● **DESCRIPTION OF THE TASK**: Quote the data below in full, minus the images.

[Collected data entries]

##############################

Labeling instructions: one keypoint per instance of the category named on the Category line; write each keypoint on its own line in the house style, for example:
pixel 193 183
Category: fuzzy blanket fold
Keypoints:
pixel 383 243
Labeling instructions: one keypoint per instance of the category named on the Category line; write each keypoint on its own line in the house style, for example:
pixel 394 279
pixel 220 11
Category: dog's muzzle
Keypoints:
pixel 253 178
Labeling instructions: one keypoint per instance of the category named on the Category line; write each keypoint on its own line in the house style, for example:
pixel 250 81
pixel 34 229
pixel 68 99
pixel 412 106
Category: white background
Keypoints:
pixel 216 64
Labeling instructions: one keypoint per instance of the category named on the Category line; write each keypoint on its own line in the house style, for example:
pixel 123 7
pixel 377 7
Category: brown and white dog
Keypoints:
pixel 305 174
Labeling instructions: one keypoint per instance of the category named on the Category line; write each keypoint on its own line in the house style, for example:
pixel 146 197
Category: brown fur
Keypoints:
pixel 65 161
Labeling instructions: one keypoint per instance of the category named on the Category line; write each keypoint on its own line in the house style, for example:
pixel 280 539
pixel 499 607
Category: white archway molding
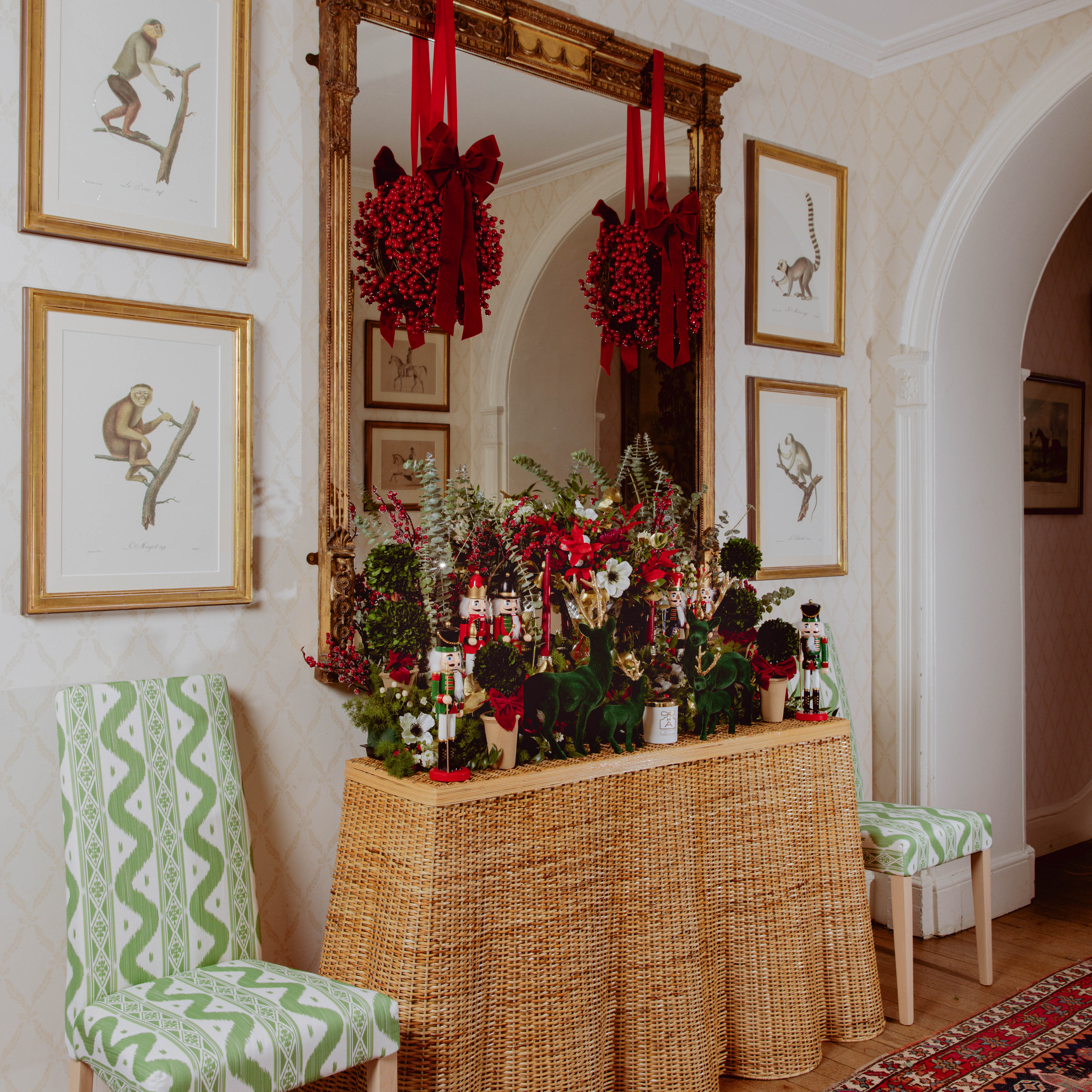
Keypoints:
pixel 521 287
pixel 958 471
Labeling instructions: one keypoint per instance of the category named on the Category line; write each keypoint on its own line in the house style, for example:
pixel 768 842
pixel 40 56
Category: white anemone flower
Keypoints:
pixel 415 730
pixel 615 578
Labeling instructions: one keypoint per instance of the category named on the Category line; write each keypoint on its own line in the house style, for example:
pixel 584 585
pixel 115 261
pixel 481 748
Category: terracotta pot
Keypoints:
pixel 661 722
pixel 503 740
pixel 773 702
pixel 388 682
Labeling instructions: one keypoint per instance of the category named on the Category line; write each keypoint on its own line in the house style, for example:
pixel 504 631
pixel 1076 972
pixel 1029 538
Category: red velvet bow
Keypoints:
pixel 669 228
pixel 458 180
pixel 765 671
pixel 507 709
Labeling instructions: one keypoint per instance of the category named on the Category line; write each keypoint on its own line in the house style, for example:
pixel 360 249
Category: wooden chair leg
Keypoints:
pixel 902 913
pixel 983 917
pixel 81 1076
pixel 384 1074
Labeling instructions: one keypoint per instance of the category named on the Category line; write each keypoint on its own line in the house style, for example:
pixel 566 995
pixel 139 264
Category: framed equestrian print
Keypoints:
pixel 1054 446
pixel 398 377
pixel 390 445
pixel 795 272
pixel 796 479
pixel 135 129
pixel 137 467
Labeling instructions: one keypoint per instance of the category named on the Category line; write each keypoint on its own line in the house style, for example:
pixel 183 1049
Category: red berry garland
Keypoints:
pixel 399 243
pixel 623 286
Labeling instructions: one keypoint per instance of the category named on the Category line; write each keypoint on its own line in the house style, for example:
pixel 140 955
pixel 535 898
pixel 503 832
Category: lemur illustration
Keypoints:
pixel 803 269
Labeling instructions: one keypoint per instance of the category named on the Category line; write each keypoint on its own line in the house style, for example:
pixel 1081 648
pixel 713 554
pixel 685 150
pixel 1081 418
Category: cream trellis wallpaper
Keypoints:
pixel 902 138
pixel 1059 549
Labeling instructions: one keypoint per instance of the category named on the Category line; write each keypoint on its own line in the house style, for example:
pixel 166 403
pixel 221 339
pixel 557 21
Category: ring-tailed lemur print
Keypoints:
pixel 803 269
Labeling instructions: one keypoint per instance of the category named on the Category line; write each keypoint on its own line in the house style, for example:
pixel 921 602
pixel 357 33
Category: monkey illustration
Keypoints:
pixel 125 433
pixel 137 57
pixel 794 460
pixel 803 269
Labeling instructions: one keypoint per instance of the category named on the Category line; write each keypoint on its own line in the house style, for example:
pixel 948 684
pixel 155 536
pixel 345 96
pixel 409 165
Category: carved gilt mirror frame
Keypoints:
pixel 534 39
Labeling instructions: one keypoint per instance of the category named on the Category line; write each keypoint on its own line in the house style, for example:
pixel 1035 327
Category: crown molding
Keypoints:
pixel 816 34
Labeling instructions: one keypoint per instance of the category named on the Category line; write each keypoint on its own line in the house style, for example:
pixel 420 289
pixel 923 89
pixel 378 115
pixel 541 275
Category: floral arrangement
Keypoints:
pixel 619 549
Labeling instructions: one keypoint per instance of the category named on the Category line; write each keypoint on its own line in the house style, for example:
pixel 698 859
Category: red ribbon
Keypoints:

##############################

● **THE RESULT**:
Labeling instructions: one keypoint per instance of the category named on the Category line; write each keypoint on its own line in the house style, for example:
pixel 193 183
Category: fuzzy blanket fold
Keypoints:
pixel 383 243
Labeling instructions: one keypoint per instance of the category named on the Category line; write each keypoint on its own line in the house style, for example:
pixel 394 279
pixel 220 11
Category: dog's muzzle
Keypoints:
pixel 253 178
Labeling instructions: one keypoint per instance of the category named on the Category line; write each keypoint on its own line in the house style, for example:
pixel 250 81
pixel 34 229
pixel 68 99
pixel 412 106
Category: white background
Keypoints:
pixel 216 64
Labeling instructions: one keypoint per instance of the category named on the Category line; write each keypoint on its own line in the house style, for example:
pixel 123 7
pixel 377 7
Category: brown and white dog
Keypoints:
pixel 305 174
Labeling instructions: one keypoint per instance of the category named on the Category line; write each keypoint on its own line in the house style, for example:
pixel 146 197
Category: brown fur
Keypoints:
pixel 65 161
Labeling instructions: one keypoint per instance of the category named on the Category line; write each keypoint on its own line in the house style, for example:
pixel 280 539
pixel 499 607
Category: white archway molding
Keypoints:
pixel 521 287
pixel 958 471
Labeling instructions: one keypoint per instance of the category named on the Category line; write each keypoint on its own line in the house style, for example:
pixel 768 842
pixel 40 56
Category: white anemone flower
Keypoints:
pixel 415 730
pixel 615 578
Labeling instructions: one keypoint per instance of the category named on the Category line; write each keypoint on its own line in the house style, for example:
pixel 584 585
pixel 115 261
pixel 481 748
Category: terracotta pot
Keypoints:
pixel 661 722
pixel 503 740
pixel 773 702
pixel 388 682
Labeling instructions: one keypoint per instance of the category named on the Category line; write each keypoint on its own line in the house style, for example:
pixel 504 631
pixel 1076 972
pixel 1029 538
Category: red velvet bow
Keypoints:
pixel 669 228
pixel 458 180
pixel 765 671
pixel 507 709
Labeling instructions: one keypoint per instance of the category named on the Category line; write each keypoint on its own line in the house style, for example:
pixel 360 249
Category: wooden chair leg
Keypoints:
pixel 902 913
pixel 983 917
pixel 81 1076
pixel 384 1074
Labeling instructions: one keypoint per instance of the category named on the Category line; write each keypoint on its own line in the house style, for example:
pixel 566 995
pixel 139 264
Category: framed equestrian print
Keypoints:
pixel 1054 446
pixel 398 377
pixel 390 445
pixel 795 272
pixel 796 479
pixel 135 129
pixel 137 467
Labeling instructions: one keypoint per instance of the category named on the Category line; write each keypoint on its own line in the house style, for example:
pixel 183 1049
Category: red berry garland
Keypoints:
pixel 399 243
pixel 623 286
Labeling instructions: one keypoint per instance of the category named on the Category line; write each keypoint on its own line in the house style, for example:
pixel 140 955
pixel 535 898
pixel 503 832
Category: lemur illustration
Keypoints:
pixel 803 269
Labeling instructions: one keypoint per instance of the category named on the Category line; write each keypoint on its own line in the house style, for example:
pixel 1081 648
pixel 713 554
pixel 685 150
pixel 1081 418
Category: cream trellis wallpaper
Keypoints:
pixel 902 138
pixel 1059 549
Labeling instructions: one keypoint per instance of the category named on the Category line; write each keypoint on its own line in the house style, for example:
pixel 166 403
pixel 221 339
pixel 557 21
Category: ring-tailed lemur print
Keypoints:
pixel 803 269
Labeling instructions: one keypoint per instance of the category named on the Category line; write each keypoint on its own line in the house style, for example:
pixel 921 602
pixel 357 33
Category: monkey illustration
Keypoints:
pixel 125 433
pixel 137 57
pixel 794 460
pixel 803 269
Labeling instructions: one keypoint per instance of the category named on the Category line; write each keypoint on its own line in the house style, for example:
pixel 948 684
pixel 155 536
pixel 345 96
pixel 409 165
Category: carved gilt mirror frame
Keypoints:
pixel 534 39
Labeling instructions: one keypoint per instance of the category named on the Category line; write each keypoint on its own line in the house style, for example:
pixel 1035 327
Category: crown molding
Keypoints:
pixel 816 34
Labeling instructions: one keypoint per instance of the category named on the Category line; write each keypoint on its own line in the house style, for example:
pixel 420 289
pixel 923 89
pixel 378 115
pixel 541 275
Category: floral arrangement
Keypoints:
pixel 619 549
Labeling instructions: one keypoint per instance of the category named on the Category line; write each keypoint on its own line in the house style, for example:
pixel 698 859
Category: red ribbon
Keypoints:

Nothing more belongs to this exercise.